→ **WHAT YOU HAVE TO DO**: In the material below, show each line that contains the word "blue".

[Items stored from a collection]

▼

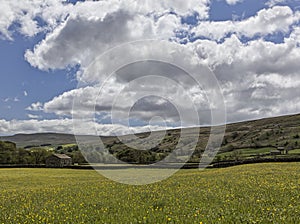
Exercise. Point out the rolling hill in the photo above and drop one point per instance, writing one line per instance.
(242, 140)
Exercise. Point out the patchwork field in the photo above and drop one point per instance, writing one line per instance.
(257, 193)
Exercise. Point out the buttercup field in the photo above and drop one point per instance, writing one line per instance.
(149, 111)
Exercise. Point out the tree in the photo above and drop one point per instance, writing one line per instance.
(39, 155)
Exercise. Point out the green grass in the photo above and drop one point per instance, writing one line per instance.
(257, 193)
(295, 151)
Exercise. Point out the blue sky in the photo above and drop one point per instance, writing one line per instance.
(37, 77)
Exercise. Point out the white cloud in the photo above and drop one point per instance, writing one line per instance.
(38, 106)
(265, 22)
(32, 116)
(259, 78)
(25, 13)
(233, 2)
(66, 126)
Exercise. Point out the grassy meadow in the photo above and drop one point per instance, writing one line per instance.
(256, 193)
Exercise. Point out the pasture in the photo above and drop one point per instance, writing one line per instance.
(256, 193)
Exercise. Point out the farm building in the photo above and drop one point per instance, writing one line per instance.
(275, 152)
(58, 160)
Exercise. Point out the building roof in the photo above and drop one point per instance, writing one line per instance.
(62, 156)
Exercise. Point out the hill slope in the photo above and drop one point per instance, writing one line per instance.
(242, 140)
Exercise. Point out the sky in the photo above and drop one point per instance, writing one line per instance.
(51, 72)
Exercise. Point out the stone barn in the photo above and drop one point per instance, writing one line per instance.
(58, 160)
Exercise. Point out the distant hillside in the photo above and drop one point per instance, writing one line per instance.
(243, 140)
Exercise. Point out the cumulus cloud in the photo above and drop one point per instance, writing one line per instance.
(38, 106)
(233, 2)
(258, 77)
(66, 126)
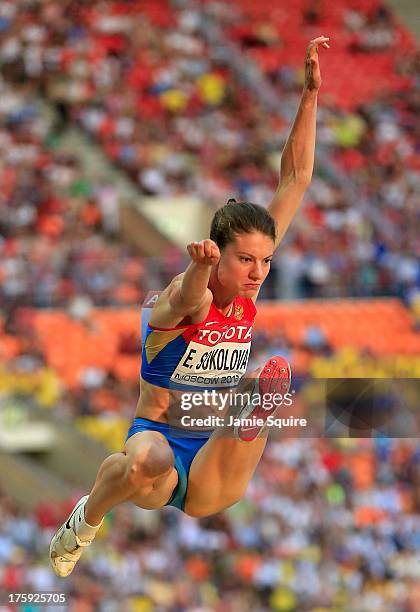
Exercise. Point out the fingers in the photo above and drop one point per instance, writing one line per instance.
(205, 250)
(320, 40)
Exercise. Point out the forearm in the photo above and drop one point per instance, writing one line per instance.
(297, 160)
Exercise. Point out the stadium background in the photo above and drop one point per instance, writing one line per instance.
(123, 125)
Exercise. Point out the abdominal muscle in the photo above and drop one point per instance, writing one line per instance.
(164, 406)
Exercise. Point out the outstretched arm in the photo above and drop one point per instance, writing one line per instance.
(297, 160)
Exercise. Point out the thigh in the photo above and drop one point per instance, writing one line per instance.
(152, 454)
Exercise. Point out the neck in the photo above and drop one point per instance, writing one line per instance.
(222, 298)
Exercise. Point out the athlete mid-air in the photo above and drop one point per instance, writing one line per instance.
(199, 330)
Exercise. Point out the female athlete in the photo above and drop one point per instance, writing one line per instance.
(199, 331)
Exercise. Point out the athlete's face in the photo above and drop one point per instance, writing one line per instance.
(245, 263)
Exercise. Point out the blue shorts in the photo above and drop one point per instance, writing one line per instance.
(185, 446)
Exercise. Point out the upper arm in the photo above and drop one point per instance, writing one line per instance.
(169, 310)
(286, 201)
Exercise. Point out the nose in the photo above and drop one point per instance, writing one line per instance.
(256, 272)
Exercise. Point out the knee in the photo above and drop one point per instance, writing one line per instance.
(150, 462)
(202, 510)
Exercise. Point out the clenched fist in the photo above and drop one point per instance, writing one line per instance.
(312, 70)
(205, 252)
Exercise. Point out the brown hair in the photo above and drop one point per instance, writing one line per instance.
(240, 218)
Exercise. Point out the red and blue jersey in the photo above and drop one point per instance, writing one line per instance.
(212, 354)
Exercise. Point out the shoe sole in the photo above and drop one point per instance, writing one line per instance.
(58, 534)
(276, 372)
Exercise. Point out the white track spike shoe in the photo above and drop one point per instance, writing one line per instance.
(275, 377)
(66, 547)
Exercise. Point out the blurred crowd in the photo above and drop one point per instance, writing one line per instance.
(322, 526)
(166, 107)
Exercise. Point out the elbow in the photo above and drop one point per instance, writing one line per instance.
(303, 178)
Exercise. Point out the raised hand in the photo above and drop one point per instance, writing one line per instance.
(205, 252)
(312, 71)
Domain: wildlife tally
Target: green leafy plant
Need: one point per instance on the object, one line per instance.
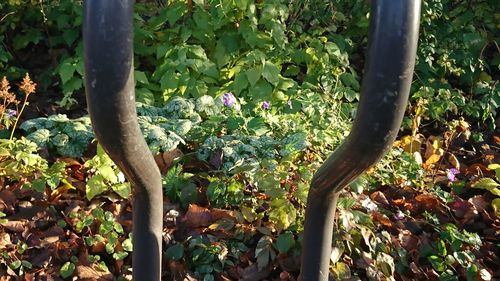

▲

→ **PROBLEM SOLUTION**:
Exercise. Point out the blue sky in the photo above and drop one point per instance, writing one line per instance.
Exercise. Point out the blue shorts in the photo above and drop one point per instance, writing one line per instance.
Exercise. Point out the red and blue jersey in the photo above and drop one point per instance, writing one line per instance.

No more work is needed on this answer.